Document section -
-*-

All of lore.kernel.org
 help / color / mirror / Atom feed
From: Lukasz Skalski <l.skalski@samsung.com>
To: Andy Lutomirski <luto@amacapital.net>
Cc: Greg Kroah-Hartman <gregkh@linuxfoundation.org>,
	Linus Torvalds <torvalds@linux-foundation.org>,
	Andrew Morton <akpm@linux-foundation.org>,
	Arnd Bergmann <arnd@arndb.de>,
	"Eric W. Biederman" <ebiederm@xmission.com>,
	One Thousand Gnomes <gnomes@lxorguk.ukuu.org.uk>,
	Tom Gundersen <teg@jklm.no>, Jiri Kosina <jkosina@suse.cz>,
	"linux-kernel@vger.kernel.org" <linux-kernel@vger.kernel.org>,
	Daniel Mack <daniel@zonque.org>,
	David Herrmann <dh.herrmann@gmail.com>,
	Djalal Harouni <tixxdz@opendz.org>
Subject: Re: D-bus is three orders of magnitude too slow (Re: [GIT PULL] kdbus for 4.1-rc1)
Date: Tue, 28 Apr 2015 12:25:32 +0200	[thread overview]
Message-ID: <553F601C.6030309@samsung.com> (raw)
In-Reply-To: <CALCETrWLTLqZ0pioOEHakd_S+h=F1X2qXpODmEZ73JcFZNxYig@mail.gmail.com>

On 04/27/2015 10:08 PM, Andy Lutomirski wrote:
> On Fri, Apr 24, 2015 at 6:50 AM, Lukasz Skalski <l.skalski@samsung.com> wrote:
>> Hi All,
>>
>> On 04/23/2015 07:16 PM, Greg Kroah-Hartman wrote:
>>> On Thu, Apr 23, 2015 at 09:46:22AM -0700, Andy Lutomirski wrote:
>>>>  - There's still an open performance question.  Namely: is kdbus performant?
>>>
>>> Yes, I thought that was already answered.  Tizen posted some numbers
>>> with a much older version of the code, before David fixed a bunch of
>>> issues that he and you found, and that averaged between 25-50% faster.
>>> Details are in this presentation:
>>>       http://download.tizen.org/misc/media/conference2014/slides/tdc2014-kdbus-in-tizen3.pdf
>>>
>>> The Tizen and GENIVI developers are off running numbers with the latest
>>> code, or so they told me through emails, but I don't know when/if that
>>> will ever happen, so I can't promise more than what is already here.
>>>
>>
>> I'm working on kdbus support for GLib ([1],[2]). I saw some questions
>> about kdbus performance, so I've prepared simple benchmark. Because
>> David already has posted some comparison results between kdbus and UDS,
>> I've decided to use my GLib port with native kdbus support (it should
>> be noted, that this port is not finished yet and there are still some
>> places for improvements, thus please do not treat these test results as
>> final).
>>
>> To perform tests I've created two simple apps:
>>
>> - server: http://fpaste.org/215157/
>> - client: http://fpaste.org/215156/
> 
> After some fiddling (what's this G_BUS_TYPE_USER thing?
> G_BUS_TYPE_SESSION seems to work), I got this to run.

-*-

Records -
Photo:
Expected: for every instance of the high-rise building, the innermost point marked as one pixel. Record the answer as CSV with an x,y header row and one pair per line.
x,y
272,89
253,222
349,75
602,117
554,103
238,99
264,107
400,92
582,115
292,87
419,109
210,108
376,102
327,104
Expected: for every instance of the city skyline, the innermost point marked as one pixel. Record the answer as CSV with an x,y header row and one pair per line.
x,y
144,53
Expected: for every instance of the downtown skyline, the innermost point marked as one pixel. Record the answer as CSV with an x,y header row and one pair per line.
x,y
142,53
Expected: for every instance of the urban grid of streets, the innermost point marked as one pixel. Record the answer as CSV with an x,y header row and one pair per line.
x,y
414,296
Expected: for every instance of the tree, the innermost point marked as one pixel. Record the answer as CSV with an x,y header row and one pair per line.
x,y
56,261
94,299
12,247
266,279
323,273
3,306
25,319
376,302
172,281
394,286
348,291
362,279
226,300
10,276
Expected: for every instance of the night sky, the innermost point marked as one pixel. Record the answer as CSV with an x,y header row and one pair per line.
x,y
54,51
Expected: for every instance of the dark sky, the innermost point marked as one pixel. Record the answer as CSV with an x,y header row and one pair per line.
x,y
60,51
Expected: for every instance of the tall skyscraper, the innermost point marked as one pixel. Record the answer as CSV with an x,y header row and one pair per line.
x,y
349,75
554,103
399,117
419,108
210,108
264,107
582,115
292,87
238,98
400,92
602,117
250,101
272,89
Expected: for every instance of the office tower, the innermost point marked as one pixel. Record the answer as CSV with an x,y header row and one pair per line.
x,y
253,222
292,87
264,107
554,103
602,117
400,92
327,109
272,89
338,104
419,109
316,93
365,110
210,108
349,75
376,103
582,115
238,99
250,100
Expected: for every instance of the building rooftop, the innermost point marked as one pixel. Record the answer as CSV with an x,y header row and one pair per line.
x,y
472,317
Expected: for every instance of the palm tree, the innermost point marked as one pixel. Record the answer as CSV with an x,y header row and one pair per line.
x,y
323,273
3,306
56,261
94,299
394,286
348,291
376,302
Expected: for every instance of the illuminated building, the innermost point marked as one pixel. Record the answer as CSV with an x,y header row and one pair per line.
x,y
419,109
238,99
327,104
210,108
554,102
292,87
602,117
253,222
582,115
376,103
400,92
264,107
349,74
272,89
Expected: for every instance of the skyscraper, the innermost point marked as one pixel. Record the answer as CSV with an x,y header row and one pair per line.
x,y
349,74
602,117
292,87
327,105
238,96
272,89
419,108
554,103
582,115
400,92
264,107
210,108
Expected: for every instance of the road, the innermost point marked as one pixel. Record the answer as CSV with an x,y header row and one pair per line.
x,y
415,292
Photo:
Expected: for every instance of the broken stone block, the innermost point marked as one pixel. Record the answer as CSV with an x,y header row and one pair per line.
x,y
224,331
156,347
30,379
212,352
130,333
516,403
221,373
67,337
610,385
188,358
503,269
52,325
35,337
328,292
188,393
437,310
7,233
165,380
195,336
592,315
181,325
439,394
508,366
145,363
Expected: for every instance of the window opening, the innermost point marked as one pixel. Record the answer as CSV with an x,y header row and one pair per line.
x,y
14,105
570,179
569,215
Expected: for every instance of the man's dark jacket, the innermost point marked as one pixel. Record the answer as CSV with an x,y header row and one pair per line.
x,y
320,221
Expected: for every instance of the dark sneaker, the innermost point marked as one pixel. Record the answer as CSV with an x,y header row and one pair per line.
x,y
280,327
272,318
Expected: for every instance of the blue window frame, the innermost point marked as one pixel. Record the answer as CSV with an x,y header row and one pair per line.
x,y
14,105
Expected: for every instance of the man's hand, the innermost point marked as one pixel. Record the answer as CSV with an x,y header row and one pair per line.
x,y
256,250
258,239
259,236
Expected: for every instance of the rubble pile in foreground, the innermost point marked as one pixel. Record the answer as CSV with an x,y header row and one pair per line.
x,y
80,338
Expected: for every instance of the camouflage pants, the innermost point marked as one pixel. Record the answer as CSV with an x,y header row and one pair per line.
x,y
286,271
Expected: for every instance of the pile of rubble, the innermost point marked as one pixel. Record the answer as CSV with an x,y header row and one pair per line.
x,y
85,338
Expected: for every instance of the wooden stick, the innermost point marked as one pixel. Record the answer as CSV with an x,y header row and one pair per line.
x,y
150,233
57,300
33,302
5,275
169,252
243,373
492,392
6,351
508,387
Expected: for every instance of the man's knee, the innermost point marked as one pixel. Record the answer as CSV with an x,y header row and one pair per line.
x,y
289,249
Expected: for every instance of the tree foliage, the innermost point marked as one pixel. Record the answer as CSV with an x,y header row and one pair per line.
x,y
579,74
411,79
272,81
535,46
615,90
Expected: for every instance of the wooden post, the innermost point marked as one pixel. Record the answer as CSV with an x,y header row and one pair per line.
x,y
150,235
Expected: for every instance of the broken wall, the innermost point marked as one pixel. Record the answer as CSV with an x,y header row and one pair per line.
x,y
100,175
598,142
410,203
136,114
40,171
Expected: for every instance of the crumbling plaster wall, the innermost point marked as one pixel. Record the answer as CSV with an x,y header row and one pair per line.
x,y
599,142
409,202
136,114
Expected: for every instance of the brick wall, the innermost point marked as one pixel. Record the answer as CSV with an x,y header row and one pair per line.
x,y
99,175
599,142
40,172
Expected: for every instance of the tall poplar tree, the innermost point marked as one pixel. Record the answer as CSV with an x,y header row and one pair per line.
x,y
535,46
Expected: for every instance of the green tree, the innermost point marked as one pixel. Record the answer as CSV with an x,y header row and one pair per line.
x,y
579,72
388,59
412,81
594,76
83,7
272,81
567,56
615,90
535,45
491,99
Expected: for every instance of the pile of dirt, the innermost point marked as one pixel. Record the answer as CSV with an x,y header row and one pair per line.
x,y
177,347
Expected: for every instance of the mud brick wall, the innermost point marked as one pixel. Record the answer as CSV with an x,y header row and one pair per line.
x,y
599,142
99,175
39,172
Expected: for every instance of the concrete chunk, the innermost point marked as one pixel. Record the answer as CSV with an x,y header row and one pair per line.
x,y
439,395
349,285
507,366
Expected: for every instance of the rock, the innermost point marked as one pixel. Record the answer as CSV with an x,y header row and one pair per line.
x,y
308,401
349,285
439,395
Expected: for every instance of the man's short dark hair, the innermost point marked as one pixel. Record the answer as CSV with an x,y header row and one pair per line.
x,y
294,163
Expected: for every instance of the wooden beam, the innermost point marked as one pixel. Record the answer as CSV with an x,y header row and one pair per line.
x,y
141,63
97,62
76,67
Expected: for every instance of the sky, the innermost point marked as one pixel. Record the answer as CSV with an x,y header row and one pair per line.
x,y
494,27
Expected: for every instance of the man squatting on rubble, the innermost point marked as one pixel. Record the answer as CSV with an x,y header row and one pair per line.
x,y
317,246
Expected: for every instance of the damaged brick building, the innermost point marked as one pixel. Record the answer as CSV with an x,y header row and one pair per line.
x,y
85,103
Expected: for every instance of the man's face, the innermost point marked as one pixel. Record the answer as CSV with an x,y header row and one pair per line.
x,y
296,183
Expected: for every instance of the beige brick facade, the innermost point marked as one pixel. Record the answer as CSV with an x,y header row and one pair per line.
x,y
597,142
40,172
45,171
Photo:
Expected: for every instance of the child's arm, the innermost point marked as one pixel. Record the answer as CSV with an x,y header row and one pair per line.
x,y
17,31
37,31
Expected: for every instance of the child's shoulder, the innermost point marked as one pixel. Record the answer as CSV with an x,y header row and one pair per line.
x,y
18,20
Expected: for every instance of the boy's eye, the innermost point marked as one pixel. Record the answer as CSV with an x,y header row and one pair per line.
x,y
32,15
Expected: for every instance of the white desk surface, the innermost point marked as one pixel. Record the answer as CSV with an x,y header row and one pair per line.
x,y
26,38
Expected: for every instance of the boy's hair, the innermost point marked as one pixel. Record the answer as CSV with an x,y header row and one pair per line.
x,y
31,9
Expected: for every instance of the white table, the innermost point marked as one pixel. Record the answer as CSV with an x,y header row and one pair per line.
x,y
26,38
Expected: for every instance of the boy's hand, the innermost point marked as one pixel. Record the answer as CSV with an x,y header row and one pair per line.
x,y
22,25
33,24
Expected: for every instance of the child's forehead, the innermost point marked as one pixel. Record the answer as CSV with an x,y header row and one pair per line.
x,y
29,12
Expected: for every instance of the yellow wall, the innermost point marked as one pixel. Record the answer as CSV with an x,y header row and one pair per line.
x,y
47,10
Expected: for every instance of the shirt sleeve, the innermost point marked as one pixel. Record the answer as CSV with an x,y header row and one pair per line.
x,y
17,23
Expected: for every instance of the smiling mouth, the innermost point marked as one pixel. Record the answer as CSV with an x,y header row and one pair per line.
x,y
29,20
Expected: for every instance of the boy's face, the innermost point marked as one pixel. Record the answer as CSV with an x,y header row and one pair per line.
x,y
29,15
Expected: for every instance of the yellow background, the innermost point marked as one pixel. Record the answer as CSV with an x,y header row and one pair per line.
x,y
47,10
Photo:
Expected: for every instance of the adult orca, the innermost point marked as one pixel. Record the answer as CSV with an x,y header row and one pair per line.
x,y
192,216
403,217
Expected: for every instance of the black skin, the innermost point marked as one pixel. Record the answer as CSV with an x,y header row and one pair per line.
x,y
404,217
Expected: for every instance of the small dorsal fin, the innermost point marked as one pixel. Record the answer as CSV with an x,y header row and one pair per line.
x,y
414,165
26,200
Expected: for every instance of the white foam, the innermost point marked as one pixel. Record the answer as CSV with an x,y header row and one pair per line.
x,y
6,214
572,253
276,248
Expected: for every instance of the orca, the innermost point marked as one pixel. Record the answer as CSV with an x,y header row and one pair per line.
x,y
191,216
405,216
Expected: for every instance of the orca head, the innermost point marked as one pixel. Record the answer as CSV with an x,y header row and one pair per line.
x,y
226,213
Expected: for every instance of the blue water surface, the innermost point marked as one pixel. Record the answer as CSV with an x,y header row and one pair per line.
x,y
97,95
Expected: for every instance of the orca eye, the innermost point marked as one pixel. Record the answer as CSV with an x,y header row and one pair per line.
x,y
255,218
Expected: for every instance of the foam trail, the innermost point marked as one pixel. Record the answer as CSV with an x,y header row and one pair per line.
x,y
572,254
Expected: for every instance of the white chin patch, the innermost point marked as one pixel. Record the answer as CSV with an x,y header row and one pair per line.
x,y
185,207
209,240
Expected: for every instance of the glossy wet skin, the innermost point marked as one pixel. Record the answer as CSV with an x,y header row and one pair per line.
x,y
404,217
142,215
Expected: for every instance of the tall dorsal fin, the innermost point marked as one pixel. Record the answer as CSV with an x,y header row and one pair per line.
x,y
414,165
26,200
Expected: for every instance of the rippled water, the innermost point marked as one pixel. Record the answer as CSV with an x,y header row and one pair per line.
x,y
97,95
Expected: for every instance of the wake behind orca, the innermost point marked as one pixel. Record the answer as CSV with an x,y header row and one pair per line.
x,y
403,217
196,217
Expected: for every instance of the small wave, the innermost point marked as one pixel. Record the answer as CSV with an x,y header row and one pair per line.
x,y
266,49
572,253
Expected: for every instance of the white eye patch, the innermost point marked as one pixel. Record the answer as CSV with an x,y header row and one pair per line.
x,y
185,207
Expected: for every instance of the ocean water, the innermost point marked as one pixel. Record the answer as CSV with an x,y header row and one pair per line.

-*-

Things to do -
• 1. Duplicate the kdbus email from "On 04/27/2015 10:08" to "between 25-50% faster.", inclusive.
• 2. Give every web address beginning with "http://" that appears in the kdbus email.
• 3. In the kdbus email, how much faster did Greg Kroah-Hartman say the Tizen numbers showed kdbus to be?
None of this depends on the records.

Response list -
• 1.
On 04/27/2015 10:08 PM, Andy Lutomirski wrote:
> On Fri, Apr 24, 2015 at 6:50 AM, Lukasz Skalski <l.skalski@samsung.com> wrote:
>> Hi All,
>>
>> On 04/23/2015 07:16 PM, Greg Kroah-Hartman wrote:
>>> On Thu, Apr 23, 2015 at 09:46:22AM -0700, Andy Lutomirski wrote:
>>>>  - There's still an open performance question.  Namely: is kdbus performant?
>>>
>>> Yes, I thought that was already answered.  Tizen posted some numbers
>>> with a much older version of the code, before David fixed a bunch of
>>> issues that he and you found, and that averaged between 25-50% faster.

• 2.
http://download.tizen.org/misc/media/conference2014/slides/tdc2014-kdbus-in-tizen3.pdf
http://fpaste.org/215157/
http://fpaste.org/215156/

• 3. On average, between 25 and 50 percent faster.